▸ **WHAT TO DO**
Go through the data below and change every "Query" to "Search", keeping all other text the same.

(Data listing)
_ _ _ _ _ _ _

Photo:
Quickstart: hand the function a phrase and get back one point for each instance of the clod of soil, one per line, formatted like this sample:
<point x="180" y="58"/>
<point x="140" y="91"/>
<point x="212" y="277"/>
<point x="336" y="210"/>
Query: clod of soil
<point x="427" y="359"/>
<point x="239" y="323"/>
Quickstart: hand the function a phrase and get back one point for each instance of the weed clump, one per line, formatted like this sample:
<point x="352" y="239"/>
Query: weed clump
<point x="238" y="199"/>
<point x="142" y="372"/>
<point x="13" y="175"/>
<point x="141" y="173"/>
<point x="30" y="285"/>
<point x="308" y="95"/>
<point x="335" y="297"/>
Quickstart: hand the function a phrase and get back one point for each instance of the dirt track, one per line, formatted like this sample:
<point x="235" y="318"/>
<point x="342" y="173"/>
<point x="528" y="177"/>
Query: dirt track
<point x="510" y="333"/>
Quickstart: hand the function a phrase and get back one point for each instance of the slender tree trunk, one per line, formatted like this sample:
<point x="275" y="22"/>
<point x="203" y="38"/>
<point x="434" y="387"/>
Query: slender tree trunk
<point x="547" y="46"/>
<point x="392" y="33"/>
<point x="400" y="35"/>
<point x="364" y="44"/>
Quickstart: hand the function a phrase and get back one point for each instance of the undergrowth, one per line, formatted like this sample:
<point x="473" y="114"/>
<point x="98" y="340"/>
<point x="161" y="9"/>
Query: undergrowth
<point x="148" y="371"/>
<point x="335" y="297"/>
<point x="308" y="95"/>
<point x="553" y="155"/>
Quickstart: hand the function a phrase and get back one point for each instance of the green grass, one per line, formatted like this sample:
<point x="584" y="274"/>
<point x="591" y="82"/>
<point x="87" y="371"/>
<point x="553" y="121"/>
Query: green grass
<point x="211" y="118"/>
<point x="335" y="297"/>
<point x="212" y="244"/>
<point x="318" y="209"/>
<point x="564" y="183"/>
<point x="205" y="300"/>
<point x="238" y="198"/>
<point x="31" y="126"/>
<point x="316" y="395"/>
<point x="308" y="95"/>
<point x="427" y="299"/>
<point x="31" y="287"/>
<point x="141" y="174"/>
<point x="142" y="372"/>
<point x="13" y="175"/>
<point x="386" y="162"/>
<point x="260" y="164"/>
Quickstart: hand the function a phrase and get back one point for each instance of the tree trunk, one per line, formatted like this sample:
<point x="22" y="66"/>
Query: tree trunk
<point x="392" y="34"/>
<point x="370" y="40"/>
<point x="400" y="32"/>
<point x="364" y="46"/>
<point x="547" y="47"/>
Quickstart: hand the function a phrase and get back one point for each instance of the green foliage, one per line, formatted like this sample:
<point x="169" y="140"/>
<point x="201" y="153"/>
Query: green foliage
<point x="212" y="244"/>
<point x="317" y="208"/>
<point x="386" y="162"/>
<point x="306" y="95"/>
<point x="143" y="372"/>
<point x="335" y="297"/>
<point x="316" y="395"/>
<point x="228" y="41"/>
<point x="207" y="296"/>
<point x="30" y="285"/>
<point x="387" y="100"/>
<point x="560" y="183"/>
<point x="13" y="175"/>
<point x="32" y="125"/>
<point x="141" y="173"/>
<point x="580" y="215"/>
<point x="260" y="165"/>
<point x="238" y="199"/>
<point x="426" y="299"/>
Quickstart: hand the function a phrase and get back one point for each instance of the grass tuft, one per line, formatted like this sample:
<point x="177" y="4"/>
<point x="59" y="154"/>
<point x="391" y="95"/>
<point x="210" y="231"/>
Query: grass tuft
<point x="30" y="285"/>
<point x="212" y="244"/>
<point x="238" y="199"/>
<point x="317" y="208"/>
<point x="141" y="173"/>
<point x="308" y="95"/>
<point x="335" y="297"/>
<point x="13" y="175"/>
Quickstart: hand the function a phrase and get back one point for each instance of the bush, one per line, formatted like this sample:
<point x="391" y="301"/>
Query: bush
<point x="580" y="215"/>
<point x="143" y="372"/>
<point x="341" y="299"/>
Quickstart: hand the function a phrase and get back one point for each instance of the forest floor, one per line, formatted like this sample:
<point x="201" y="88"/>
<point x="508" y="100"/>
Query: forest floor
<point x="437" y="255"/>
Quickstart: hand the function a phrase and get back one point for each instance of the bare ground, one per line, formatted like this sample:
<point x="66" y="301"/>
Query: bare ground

_ _ _ _ _ _ _

▸ **TASK ANSWER**
Photo:
Quickstart: hand the function a phrase and get back one point for each instance of the clod of soil, one per line, formatted like this sample:
<point x="180" y="58"/>
<point x="140" y="91"/>
<point x="212" y="277"/>
<point x="336" y="210"/>
Search: clod of soil
<point x="427" y="359"/>
<point x="239" y="323"/>
Quickstart: hand the function a phrase and get back one point for each instance of the weed clump, one per line, formatted like this sample:
<point x="352" y="239"/>
Search: weed clump
<point x="238" y="199"/>
<point x="142" y="372"/>
<point x="13" y="175"/>
<point x="141" y="173"/>
<point x="30" y="285"/>
<point x="308" y="95"/>
<point x="335" y="297"/>
Quickstart: hand the function a phrase and get back one point for each instance of the dirt track, one per line, formatted like this sample:
<point x="235" y="318"/>
<point x="342" y="173"/>
<point x="528" y="177"/>
Search: dirt track
<point x="510" y="333"/>
Quickstart: hand the function a phrase and get back one point for each instance of the slender tree trunk, one per line, formatted like this sample:
<point x="275" y="22"/>
<point x="203" y="38"/>
<point x="434" y="387"/>
Search: slender tree trunk
<point x="547" y="46"/>
<point x="392" y="33"/>
<point x="400" y="35"/>
<point x="364" y="44"/>
Quickstart: hand the function a phrase and get back one point for each instance of the undergrowth, one per line, formatted like this sample:
<point x="473" y="114"/>
<point x="98" y="340"/>
<point x="161" y="9"/>
Search: undergrowth
<point x="148" y="371"/>
<point x="335" y="297"/>
<point x="308" y="95"/>
<point x="553" y="155"/>
Quickstart: hand the function a phrase and get back one point for each instance of the green grass, one per line, formatted like this sample:
<point x="584" y="274"/>
<point x="591" y="82"/>
<point x="87" y="371"/>
<point x="553" y="121"/>
Search: green grass
<point x="211" y="118"/>
<point x="335" y="297"/>
<point x="212" y="244"/>
<point x="318" y="209"/>
<point x="564" y="183"/>
<point x="205" y="300"/>
<point x="238" y="198"/>
<point x="31" y="126"/>
<point x="316" y="395"/>
<point x="308" y="95"/>
<point x="427" y="299"/>
<point x="31" y="287"/>
<point x="141" y="174"/>
<point x="142" y="372"/>
<point x="13" y="175"/>
<point x="386" y="162"/>
<point x="260" y="164"/>
Quickstart: hand the function a phrase and get back one point for each instance of the tree trunk, one per line, formatted like this sample:
<point x="22" y="66"/>
Search: tree trunk
<point x="392" y="34"/>
<point x="370" y="40"/>
<point x="400" y="32"/>
<point x="364" y="46"/>
<point x="547" y="47"/>
Quickstart: hand the function a phrase and get back one point for each instance of the green foliage, one per line, formatted like this sample:
<point x="169" y="140"/>
<point x="201" y="153"/>
Search: green foliage
<point x="212" y="244"/>
<point x="317" y="208"/>
<point x="386" y="162"/>
<point x="306" y="95"/>
<point x="143" y="372"/>
<point x="335" y="297"/>
<point x="316" y="395"/>
<point x="228" y="41"/>
<point x="207" y="296"/>
<point x="30" y="285"/>
<point x="387" y="100"/>
<point x="560" y="183"/>
<point x="13" y="175"/>
<point x="32" y="125"/>
<point x="141" y="173"/>
<point x="580" y="215"/>
<point x="260" y="165"/>
<point x="238" y="199"/>
<point x="426" y="299"/>
Quickstart: hand the function a phrase and get back one point for each instance of the grass tuft, one per line, formatted like this sample:
<point x="177" y="4"/>
<point x="59" y="154"/>
<point x="391" y="95"/>
<point x="210" y="231"/>
Search: grass tuft
<point x="30" y="285"/>
<point x="212" y="244"/>
<point x="238" y="199"/>
<point x="317" y="208"/>
<point x="141" y="173"/>
<point x="308" y="95"/>
<point x="335" y="297"/>
<point x="13" y="175"/>
Quickstart: hand the function a phrase and get back one point for each instance of the bush, one per line, formatted like this sample:
<point x="391" y="301"/>
Search: bush
<point x="580" y="215"/>
<point x="143" y="372"/>
<point x="341" y="299"/>
Quickstart: hand the function a phrase and get back one point for each instance of the forest floor, one per line, formatted like this sample:
<point x="201" y="88"/>
<point x="508" y="100"/>
Search: forest floor
<point x="437" y="255"/>
Quickstart: hand the function a phrase and get back one point for each instance of the bare ground, one per line, formatted like this sample:
<point x="66" y="301"/>
Search: bare ground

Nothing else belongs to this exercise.